One of President Donald Trump’s big domestic goals is to bring manufacturing jobs back to the U.S. Trump has also said he plans to be the greatest job producer “God has ever created.”

But the deck is stacked against him. The U.S. corporate model that has offered workers secure full-time jobs is fast disappearing—and with it, a way of life that defined the social compact between American companies and workers for decades, including access to retirement benefits and pension plans. Those are some of the takeaways of a recent study from policy think tank Third Way, and University of Michigan researcher and management professor Jerry Davis.

Davis has been talking about the vanishing U.S. corporation for some time—as IPOs dwindle to lows not seen since the financial crisis. But his new report expands the scope of public company research with a firm-by-firm examination of both NASDAQ and the New York Stock Exchange since 2000, to see exactly which industries are disappearing the fastest.

 

The results are eye-opening. Between 2000 and 2015, the NASDAQ and NYSE lost 5,834 publicly traded companies, Davis says. Today, there are about 4,381 companies on both exchanges, a net decrease of 2,536 businesses. While both exchanges add companies each year as others drop off, “On balance, a lot more left than joined,” Davis says.

The biggest sectors for disappearing corporations include telecommunications, computer programming and data processing, pharmaceuticals, banking, and electronic components. (Computer programming and pharmaceuticals also accounted for the most new initial public offerings, according to Davis.)

• **MATERIAL PROVIDED**:
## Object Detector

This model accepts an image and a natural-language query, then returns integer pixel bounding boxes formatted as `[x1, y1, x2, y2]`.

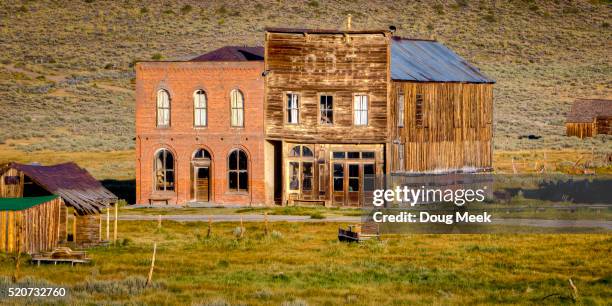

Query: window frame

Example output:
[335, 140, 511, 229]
[283, 91, 302, 125]
[153, 148, 176, 192]
[229, 88, 246, 128]
[193, 89, 208, 128]
[155, 88, 172, 129]
[227, 148, 250, 194]
[397, 90, 406, 127]
[414, 93, 426, 129]
[351, 93, 370, 127]
[317, 93, 336, 126]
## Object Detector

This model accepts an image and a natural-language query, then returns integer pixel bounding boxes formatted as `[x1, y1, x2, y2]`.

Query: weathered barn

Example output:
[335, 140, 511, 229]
[565, 99, 612, 138]
[265, 28, 391, 206]
[0, 195, 66, 254]
[389, 37, 494, 173]
[0, 163, 117, 245]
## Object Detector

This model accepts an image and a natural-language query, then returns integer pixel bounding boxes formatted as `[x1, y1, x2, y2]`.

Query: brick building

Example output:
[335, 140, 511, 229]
[136, 47, 265, 205]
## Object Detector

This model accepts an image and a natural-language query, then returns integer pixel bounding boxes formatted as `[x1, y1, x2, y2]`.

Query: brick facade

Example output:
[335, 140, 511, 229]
[136, 61, 265, 205]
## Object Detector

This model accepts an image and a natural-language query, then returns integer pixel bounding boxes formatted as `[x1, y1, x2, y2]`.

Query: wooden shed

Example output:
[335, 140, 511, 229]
[0, 163, 117, 246]
[0, 195, 66, 254]
[565, 99, 612, 138]
[388, 37, 495, 173]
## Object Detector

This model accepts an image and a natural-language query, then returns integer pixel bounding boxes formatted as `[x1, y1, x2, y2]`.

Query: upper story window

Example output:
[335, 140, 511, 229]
[319, 96, 334, 124]
[287, 93, 300, 124]
[230, 89, 244, 127]
[397, 91, 405, 127]
[228, 149, 249, 191]
[154, 149, 174, 191]
[157, 89, 170, 127]
[414, 94, 423, 128]
[193, 89, 208, 127]
[193, 149, 210, 159]
[353, 95, 368, 125]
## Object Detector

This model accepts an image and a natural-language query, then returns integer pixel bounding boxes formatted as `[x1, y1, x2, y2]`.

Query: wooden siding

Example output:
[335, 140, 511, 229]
[0, 168, 24, 198]
[565, 116, 612, 138]
[390, 81, 493, 172]
[595, 117, 612, 135]
[0, 198, 66, 254]
[73, 215, 101, 246]
[265, 33, 389, 143]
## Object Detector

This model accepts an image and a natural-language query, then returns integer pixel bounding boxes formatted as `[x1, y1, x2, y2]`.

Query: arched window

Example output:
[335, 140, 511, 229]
[228, 149, 249, 191]
[193, 89, 208, 127]
[193, 149, 210, 159]
[230, 89, 244, 127]
[157, 89, 170, 127]
[154, 149, 174, 191]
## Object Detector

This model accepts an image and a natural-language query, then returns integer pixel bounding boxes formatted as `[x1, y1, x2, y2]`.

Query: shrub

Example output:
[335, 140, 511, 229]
[310, 211, 325, 219]
[433, 3, 444, 15]
[181, 4, 193, 15]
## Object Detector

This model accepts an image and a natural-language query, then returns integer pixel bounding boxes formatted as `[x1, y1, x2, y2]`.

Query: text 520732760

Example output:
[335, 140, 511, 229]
[8, 287, 66, 297]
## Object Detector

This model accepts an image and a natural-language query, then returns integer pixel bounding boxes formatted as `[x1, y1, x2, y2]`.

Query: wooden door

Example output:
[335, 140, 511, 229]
[345, 163, 361, 206]
[331, 163, 345, 206]
[194, 167, 210, 202]
[360, 163, 376, 206]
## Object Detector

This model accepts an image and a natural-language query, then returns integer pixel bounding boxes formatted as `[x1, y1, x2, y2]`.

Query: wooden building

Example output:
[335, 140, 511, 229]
[565, 99, 612, 138]
[388, 37, 494, 173]
[136, 46, 271, 205]
[264, 28, 391, 206]
[0, 195, 66, 254]
[0, 163, 117, 246]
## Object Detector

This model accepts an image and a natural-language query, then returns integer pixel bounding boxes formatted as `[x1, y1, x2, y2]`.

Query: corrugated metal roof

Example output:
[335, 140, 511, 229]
[190, 46, 264, 62]
[391, 37, 495, 83]
[566, 99, 612, 123]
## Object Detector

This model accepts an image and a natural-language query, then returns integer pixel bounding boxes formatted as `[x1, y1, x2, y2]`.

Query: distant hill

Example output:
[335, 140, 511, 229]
[0, 0, 612, 151]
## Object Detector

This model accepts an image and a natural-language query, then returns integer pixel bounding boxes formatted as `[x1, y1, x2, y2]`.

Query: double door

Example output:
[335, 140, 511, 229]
[331, 161, 376, 206]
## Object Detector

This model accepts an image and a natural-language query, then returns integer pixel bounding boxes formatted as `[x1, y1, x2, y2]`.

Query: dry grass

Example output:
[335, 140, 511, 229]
[0, 221, 612, 305]
[0, 0, 612, 152]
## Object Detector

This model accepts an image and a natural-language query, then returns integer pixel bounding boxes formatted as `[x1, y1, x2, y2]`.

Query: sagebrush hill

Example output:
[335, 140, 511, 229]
[0, 0, 612, 152]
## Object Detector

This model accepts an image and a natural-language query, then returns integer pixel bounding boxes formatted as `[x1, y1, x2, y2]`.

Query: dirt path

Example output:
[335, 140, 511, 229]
[119, 215, 612, 230]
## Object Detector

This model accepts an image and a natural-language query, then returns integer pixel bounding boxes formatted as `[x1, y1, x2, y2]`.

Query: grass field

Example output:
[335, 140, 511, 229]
[0, 221, 612, 305]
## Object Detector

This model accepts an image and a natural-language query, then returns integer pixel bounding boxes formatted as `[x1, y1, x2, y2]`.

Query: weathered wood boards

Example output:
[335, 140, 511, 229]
[390, 81, 493, 172]
[0, 196, 66, 254]
[265, 30, 389, 143]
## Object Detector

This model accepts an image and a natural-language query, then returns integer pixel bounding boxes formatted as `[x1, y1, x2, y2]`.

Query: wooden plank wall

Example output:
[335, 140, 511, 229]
[0, 168, 24, 198]
[74, 214, 100, 246]
[0, 198, 65, 254]
[265, 32, 389, 143]
[390, 81, 493, 172]
[595, 117, 612, 135]
[565, 122, 596, 138]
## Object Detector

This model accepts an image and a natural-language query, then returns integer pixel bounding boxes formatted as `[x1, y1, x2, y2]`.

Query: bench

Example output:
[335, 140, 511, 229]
[149, 193, 172, 205]
[32, 247, 91, 266]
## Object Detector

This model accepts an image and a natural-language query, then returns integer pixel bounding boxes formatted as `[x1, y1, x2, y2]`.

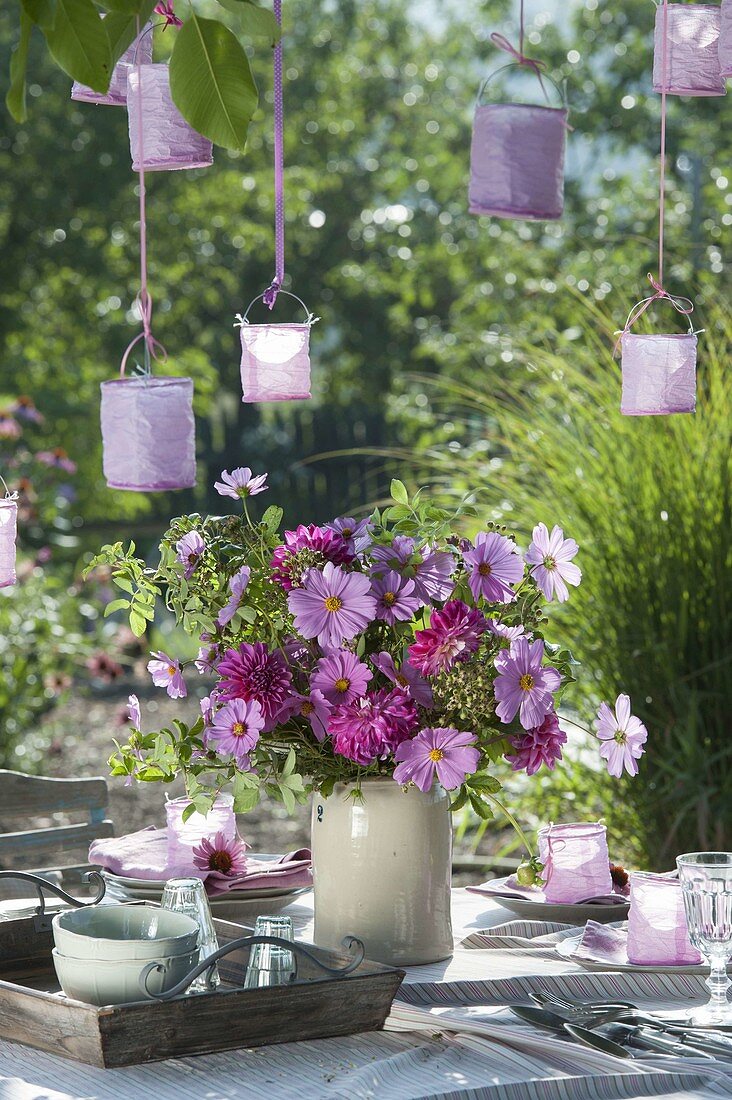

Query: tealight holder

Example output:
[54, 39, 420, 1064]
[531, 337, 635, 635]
[468, 65, 569, 221]
[538, 822, 612, 905]
[127, 64, 214, 172]
[653, 3, 726, 96]
[101, 375, 196, 493]
[627, 871, 701, 966]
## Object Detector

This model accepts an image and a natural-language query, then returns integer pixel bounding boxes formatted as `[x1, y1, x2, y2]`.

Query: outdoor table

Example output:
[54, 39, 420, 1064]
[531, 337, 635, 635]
[0, 890, 732, 1100]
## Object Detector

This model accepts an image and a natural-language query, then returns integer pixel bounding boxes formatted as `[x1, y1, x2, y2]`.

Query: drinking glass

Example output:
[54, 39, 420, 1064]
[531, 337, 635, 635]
[676, 851, 732, 1024]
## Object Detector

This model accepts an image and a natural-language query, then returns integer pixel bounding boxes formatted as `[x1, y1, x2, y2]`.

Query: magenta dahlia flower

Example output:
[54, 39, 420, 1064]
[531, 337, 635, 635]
[408, 600, 485, 677]
[216, 641, 293, 733]
[287, 561, 376, 649]
[310, 649, 372, 706]
[394, 727, 480, 791]
[597, 695, 648, 779]
[462, 531, 524, 604]
[506, 711, 567, 776]
[493, 638, 561, 729]
[526, 524, 582, 604]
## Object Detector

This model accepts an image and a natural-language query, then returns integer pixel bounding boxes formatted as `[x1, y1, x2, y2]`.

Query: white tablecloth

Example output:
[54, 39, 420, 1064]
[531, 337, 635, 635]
[0, 890, 732, 1100]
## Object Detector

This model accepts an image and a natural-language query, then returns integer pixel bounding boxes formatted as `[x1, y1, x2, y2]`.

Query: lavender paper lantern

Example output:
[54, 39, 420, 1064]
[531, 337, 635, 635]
[0, 496, 18, 589]
[627, 871, 700, 966]
[538, 822, 612, 905]
[127, 65, 214, 172]
[620, 332, 697, 416]
[101, 376, 196, 493]
[653, 3, 726, 96]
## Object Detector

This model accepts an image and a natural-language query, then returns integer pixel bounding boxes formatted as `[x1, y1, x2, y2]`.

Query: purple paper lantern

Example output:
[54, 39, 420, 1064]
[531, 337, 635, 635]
[620, 332, 697, 416]
[653, 3, 726, 96]
[627, 871, 700, 966]
[101, 376, 196, 493]
[0, 496, 18, 589]
[127, 65, 214, 172]
[538, 822, 612, 905]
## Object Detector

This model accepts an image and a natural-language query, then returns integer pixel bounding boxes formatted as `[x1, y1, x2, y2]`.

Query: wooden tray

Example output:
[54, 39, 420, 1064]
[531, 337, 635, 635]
[0, 917, 404, 1068]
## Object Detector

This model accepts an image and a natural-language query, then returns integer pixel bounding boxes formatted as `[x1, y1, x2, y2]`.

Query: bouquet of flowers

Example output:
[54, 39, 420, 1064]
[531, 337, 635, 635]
[90, 468, 646, 866]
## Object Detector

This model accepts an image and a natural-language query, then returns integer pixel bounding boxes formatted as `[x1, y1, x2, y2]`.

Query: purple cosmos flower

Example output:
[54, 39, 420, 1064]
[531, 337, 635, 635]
[526, 524, 582, 604]
[597, 695, 648, 779]
[408, 600, 485, 677]
[175, 531, 206, 581]
[493, 638, 561, 729]
[217, 641, 293, 733]
[506, 711, 567, 776]
[148, 649, 188, 699]
[287, 561, 376, 649]
[193, 833, 247, 879]
[214, 466, 269, 501]
[394, 726, 480, 791]
[328, 688, 419, 767]
[216, 565, 252, 626]
[462, 531, 524, 604]
[371, 569, 424, 626]
[208, 699, 264, 770]
[310, 649, 372, 706]
[371, 652, 433, 708]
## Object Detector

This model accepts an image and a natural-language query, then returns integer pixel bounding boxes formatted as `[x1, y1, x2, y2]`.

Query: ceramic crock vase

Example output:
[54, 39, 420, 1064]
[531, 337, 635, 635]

• **EXERCISE DETAILS**: Copy out the entire excerpt about vanishing U.S. public companies, above, word for word.

• **PROBLEM SOLUTION**:
One of President Donald Trump’s big domestic goals is to bring manufacturing jobs back to the U.S. Trump has also said he plans to be the greatest job producer “God has ever created.”

But the deck is stacked against him. The U.S. corporate model that has offered workers secure full-time jobs is fast disappearing—and with it, a way of life that defined the social compact between American companies and workers for decades, including access to retirement benefits and pension plans. Those are some of the takeaways of a recent study from policy think tank Third Way, and University of Michigan researcher and management professor Jerry Davis.

Davis has been talking about the vanishing U.S. corporation for some time—as IPOs dwindle to lows not seen since the financial crisis. But his new report expands the scope of public company research with a firm-by-firm examination of both NASDAQ and the New York Stock Exchange since 2000, to see exactly which industries are disappearing the fastest.

 

The results are eye-opening. Between 2000 and 2015, the NASDAQ and NYSE lost 5,834 publicly traded companies, Davis says. Today, there are about 4,381 companies on both exchanges, a net decrease of 2,536 businesses. While both exchanges add companies each year as others drop off, “On balance, a lot more left than joined,” Davis says.

The biggest sectors for disappearing corporations include telecommunications, computer programming and data processing, pharmaceuticals, banking, and electronic components. (Computer programming and pharmaceuticals also accounted for the most new initial public offerings, according to Davis.)